- [WHAT IS REQUIRED]:
Pull out every line of the data below that contains the string "bird". Case counts.

- [WORKING DATA]:
* start *
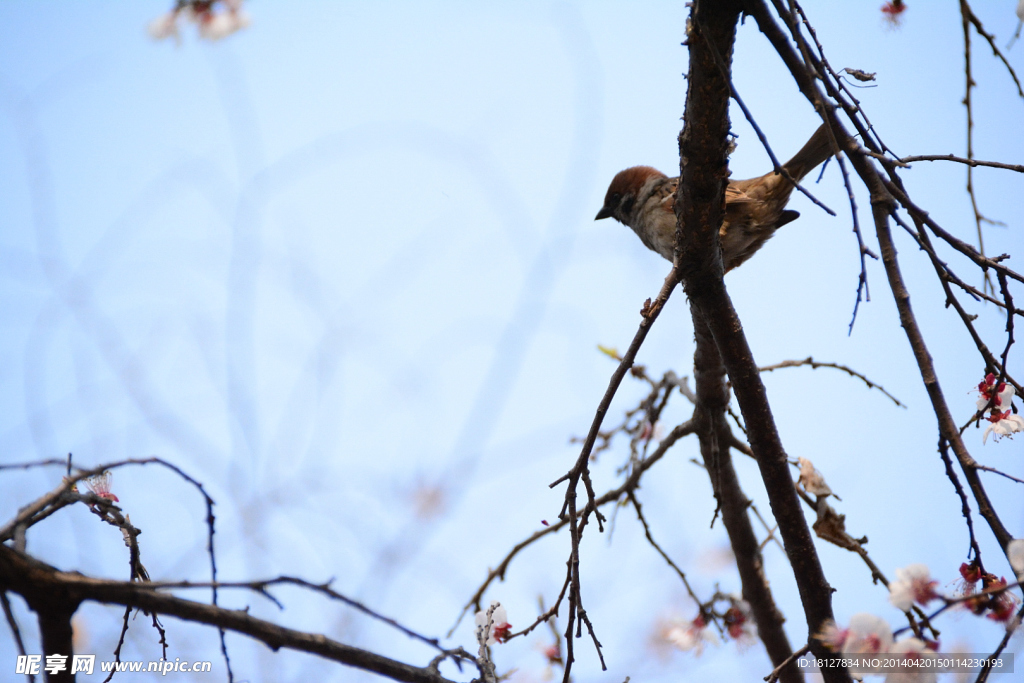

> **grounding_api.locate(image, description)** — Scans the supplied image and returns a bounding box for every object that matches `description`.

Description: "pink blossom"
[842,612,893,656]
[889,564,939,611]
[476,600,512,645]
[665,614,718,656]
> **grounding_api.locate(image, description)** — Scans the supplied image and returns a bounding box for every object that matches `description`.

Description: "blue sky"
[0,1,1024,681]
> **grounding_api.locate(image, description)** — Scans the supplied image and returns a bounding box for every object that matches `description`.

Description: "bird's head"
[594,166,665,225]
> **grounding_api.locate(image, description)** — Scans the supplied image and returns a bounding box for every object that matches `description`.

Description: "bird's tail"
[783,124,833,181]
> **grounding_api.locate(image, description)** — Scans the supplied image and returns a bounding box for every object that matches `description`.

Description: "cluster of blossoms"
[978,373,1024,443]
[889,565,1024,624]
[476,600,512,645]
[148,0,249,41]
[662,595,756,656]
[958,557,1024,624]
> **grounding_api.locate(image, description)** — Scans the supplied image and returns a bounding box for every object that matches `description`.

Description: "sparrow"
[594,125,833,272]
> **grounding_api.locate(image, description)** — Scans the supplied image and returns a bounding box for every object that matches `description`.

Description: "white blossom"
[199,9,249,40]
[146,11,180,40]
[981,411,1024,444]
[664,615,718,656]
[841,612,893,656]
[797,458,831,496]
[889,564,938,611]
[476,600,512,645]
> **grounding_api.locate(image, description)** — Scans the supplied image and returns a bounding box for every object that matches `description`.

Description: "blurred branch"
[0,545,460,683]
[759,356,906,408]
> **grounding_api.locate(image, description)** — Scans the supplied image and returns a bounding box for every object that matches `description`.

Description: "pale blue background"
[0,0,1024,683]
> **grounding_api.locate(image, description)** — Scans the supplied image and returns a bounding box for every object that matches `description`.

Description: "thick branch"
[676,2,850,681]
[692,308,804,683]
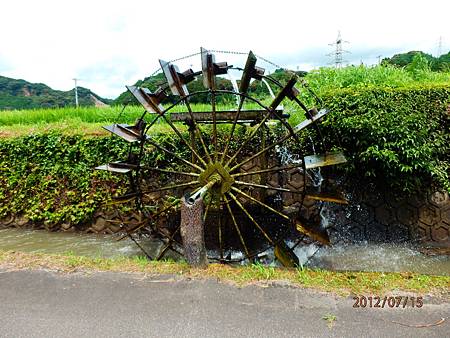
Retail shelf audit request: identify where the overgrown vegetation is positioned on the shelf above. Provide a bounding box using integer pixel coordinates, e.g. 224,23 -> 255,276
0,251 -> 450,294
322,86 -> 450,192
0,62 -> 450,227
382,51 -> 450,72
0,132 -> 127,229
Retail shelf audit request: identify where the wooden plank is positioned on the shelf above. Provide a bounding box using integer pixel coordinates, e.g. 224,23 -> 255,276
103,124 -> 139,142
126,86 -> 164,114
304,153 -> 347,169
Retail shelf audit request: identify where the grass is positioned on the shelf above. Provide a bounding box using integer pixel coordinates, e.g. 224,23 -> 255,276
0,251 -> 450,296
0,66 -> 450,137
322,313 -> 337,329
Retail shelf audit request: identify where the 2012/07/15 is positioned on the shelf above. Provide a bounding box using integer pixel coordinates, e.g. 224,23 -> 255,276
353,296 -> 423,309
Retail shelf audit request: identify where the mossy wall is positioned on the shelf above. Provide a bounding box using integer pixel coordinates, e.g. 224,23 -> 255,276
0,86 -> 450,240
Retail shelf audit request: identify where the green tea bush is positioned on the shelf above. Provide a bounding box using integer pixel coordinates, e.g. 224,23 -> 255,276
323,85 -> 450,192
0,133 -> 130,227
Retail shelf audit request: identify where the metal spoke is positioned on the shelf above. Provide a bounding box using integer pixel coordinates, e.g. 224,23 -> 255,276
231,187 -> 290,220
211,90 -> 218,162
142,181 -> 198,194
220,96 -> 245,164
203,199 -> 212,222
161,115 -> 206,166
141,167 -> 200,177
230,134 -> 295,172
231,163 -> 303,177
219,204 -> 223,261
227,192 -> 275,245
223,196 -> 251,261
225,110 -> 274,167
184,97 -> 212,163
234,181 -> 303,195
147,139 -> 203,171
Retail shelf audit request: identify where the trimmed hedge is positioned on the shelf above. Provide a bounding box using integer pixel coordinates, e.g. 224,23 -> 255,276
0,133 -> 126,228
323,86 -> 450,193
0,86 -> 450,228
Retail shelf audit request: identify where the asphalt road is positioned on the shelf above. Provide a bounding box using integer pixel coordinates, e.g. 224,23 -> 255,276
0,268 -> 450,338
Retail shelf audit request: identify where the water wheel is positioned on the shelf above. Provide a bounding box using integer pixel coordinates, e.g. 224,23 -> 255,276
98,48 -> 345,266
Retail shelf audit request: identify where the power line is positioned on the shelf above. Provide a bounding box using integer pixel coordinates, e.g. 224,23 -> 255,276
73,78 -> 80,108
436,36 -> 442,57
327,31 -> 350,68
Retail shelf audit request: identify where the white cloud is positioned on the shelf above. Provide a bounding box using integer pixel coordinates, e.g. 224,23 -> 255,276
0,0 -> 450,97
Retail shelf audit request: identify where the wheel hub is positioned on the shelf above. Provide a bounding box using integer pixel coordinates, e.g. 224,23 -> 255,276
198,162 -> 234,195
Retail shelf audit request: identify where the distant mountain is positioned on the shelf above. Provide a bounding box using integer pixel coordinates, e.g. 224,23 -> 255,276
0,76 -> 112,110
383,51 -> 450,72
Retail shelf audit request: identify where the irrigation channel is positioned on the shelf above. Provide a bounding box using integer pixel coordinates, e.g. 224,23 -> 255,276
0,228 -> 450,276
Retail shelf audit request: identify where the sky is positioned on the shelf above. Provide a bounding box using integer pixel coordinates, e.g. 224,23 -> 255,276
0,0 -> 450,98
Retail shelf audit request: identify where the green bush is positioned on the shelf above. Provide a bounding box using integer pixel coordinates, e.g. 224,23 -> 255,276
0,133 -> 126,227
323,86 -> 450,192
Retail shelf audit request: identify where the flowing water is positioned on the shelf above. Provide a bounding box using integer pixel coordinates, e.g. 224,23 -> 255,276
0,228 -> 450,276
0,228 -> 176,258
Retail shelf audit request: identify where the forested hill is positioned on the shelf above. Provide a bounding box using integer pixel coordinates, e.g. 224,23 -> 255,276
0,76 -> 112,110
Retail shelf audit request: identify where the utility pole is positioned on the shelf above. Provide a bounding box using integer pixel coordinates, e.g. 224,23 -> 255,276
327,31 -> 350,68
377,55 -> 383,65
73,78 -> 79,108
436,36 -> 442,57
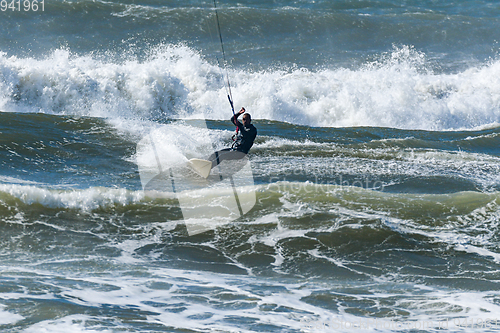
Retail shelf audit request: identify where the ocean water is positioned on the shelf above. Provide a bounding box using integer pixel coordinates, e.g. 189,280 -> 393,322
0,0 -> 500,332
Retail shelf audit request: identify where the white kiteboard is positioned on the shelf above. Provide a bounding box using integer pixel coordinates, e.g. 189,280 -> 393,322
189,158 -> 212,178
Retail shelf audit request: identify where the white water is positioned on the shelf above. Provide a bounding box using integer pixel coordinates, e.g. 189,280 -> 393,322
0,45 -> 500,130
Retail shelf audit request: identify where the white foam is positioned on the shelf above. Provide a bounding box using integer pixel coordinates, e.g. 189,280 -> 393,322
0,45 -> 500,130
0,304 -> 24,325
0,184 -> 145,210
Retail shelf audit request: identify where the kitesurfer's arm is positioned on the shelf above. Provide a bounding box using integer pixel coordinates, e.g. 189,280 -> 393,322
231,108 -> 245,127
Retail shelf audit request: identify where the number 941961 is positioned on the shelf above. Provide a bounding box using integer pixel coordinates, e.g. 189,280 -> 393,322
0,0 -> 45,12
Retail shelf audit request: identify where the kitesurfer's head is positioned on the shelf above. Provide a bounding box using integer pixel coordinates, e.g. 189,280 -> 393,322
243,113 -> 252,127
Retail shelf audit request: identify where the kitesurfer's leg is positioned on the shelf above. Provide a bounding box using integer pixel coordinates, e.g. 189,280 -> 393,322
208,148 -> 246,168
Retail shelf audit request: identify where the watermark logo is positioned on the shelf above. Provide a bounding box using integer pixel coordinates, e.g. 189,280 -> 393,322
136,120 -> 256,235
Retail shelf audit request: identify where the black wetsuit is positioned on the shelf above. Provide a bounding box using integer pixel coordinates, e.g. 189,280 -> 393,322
* end *
* start *
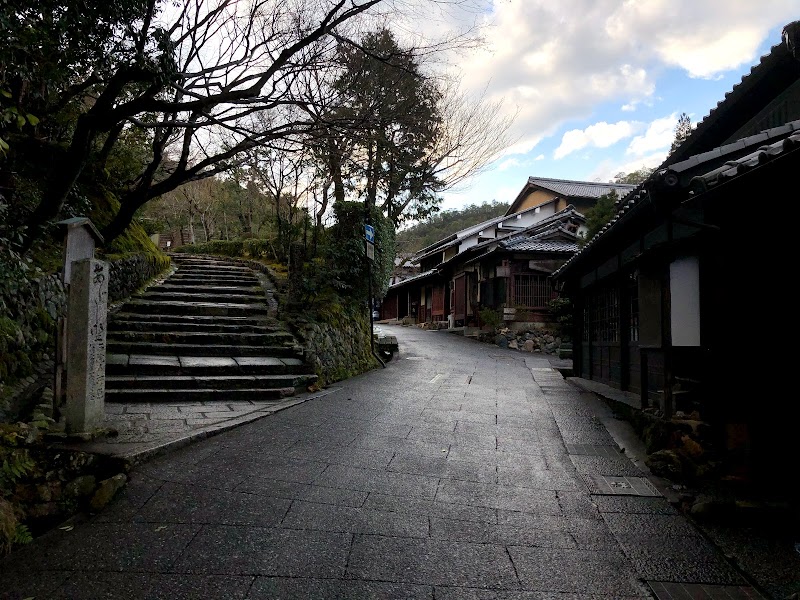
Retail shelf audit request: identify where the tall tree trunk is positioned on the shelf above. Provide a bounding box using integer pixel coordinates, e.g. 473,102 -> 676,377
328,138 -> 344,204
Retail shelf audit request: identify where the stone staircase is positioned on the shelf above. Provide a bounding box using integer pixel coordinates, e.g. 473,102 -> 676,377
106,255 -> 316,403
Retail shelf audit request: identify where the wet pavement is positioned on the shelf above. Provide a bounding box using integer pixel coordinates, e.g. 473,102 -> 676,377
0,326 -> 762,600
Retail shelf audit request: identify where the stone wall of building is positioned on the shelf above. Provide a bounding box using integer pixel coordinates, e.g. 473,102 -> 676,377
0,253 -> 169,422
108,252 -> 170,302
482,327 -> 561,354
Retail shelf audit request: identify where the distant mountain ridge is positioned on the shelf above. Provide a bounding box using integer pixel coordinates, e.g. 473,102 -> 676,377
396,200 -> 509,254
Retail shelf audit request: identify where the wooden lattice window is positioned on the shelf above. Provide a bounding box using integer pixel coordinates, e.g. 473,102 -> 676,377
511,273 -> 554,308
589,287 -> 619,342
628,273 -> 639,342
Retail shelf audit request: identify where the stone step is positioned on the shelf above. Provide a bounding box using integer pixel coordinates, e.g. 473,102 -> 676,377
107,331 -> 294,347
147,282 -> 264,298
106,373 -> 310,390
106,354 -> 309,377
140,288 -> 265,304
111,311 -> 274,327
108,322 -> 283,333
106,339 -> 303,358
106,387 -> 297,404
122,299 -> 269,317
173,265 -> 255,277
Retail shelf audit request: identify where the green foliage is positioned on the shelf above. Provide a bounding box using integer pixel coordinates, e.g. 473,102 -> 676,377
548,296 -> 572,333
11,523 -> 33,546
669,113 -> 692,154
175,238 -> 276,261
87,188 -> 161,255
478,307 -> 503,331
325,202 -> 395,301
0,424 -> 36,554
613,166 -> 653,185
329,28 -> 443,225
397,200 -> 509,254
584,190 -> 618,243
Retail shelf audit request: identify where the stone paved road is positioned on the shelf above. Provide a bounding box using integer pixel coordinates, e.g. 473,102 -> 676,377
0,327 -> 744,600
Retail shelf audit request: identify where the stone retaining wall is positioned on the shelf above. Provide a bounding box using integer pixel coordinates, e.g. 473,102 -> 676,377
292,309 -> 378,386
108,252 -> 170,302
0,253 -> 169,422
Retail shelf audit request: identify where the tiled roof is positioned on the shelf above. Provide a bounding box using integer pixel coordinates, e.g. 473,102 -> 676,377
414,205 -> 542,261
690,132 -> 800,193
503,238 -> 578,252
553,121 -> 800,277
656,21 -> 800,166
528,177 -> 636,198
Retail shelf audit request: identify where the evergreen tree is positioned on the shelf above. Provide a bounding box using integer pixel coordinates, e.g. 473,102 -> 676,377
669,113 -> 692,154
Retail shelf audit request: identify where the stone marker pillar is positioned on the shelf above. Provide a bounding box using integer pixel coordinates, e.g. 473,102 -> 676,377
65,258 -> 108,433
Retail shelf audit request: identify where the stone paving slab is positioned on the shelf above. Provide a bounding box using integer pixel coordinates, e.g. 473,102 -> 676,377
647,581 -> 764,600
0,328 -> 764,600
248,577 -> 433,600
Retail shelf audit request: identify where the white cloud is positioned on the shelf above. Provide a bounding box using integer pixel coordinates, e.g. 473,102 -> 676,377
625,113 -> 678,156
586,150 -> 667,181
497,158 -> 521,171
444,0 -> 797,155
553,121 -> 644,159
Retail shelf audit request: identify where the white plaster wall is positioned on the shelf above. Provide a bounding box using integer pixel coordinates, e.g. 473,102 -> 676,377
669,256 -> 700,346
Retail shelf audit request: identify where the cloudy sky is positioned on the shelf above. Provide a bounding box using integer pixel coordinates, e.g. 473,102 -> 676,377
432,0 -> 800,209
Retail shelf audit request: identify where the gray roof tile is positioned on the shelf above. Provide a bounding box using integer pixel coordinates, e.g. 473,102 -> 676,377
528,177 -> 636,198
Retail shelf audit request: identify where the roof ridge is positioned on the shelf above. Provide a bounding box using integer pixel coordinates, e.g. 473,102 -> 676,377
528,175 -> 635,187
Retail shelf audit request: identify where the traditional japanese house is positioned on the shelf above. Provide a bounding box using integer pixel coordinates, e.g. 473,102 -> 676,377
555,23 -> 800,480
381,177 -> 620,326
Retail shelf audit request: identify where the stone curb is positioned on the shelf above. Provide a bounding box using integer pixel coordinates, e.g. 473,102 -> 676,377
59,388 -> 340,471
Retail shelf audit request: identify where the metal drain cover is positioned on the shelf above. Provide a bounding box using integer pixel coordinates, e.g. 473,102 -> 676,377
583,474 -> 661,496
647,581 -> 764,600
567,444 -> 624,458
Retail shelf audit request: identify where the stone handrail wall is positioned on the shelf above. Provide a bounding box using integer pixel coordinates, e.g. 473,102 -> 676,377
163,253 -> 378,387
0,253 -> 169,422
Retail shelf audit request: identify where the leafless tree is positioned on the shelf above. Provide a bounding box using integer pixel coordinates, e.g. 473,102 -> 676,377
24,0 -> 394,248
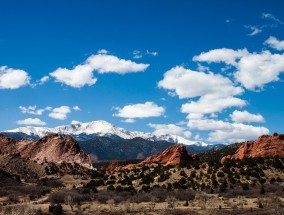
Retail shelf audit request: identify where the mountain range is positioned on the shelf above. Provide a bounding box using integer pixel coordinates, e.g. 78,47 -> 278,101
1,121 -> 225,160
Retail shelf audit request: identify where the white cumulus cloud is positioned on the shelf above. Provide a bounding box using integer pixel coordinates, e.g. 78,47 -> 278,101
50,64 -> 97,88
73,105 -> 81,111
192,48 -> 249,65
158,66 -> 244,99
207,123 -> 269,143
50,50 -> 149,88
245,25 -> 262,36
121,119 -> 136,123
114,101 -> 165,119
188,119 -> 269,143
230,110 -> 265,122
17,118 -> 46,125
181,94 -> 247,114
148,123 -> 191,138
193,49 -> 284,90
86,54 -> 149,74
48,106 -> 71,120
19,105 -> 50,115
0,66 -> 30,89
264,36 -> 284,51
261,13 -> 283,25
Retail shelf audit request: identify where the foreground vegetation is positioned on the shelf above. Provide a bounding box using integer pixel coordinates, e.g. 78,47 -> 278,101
* end *
- [ANSWER TO THIS TASK]:
Description: "bird's head"
Description: "bird's tail"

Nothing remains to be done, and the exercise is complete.